[INPUT ROWS]
########
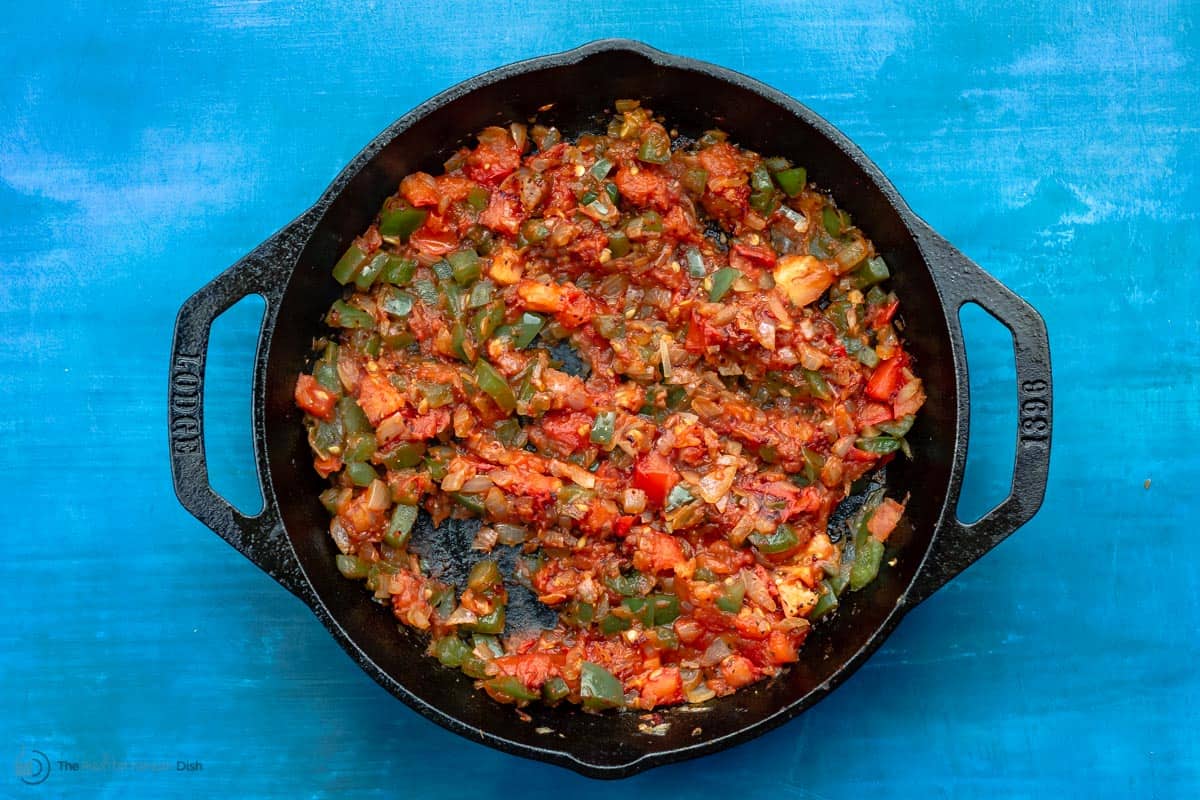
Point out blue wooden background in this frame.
########
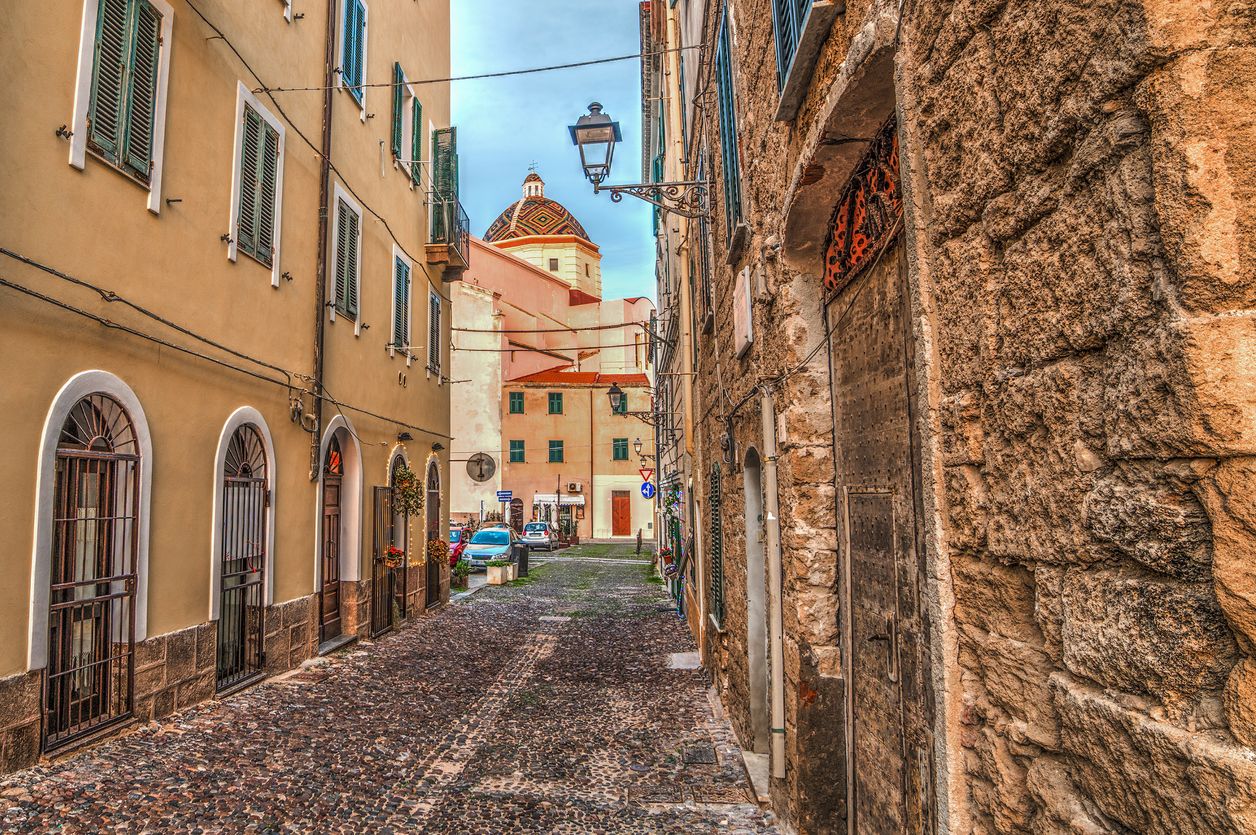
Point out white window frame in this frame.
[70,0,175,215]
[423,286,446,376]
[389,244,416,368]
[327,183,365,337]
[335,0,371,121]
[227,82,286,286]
########
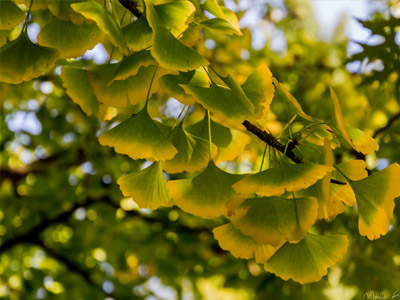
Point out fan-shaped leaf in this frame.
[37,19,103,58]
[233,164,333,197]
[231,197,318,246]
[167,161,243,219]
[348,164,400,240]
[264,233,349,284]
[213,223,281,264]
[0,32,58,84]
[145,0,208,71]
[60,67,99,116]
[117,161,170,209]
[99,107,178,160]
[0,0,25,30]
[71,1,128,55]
########
[EXERCISE GOAL] Gather every line above that contains the word "Point" and copy each one in full. Case counts.

[OUTPUT FOR THIS EXERCISE]
Point out blue wooden background in this frame.
Point out white window frame in this frame.
Point out fan-shaped leaf in this frame.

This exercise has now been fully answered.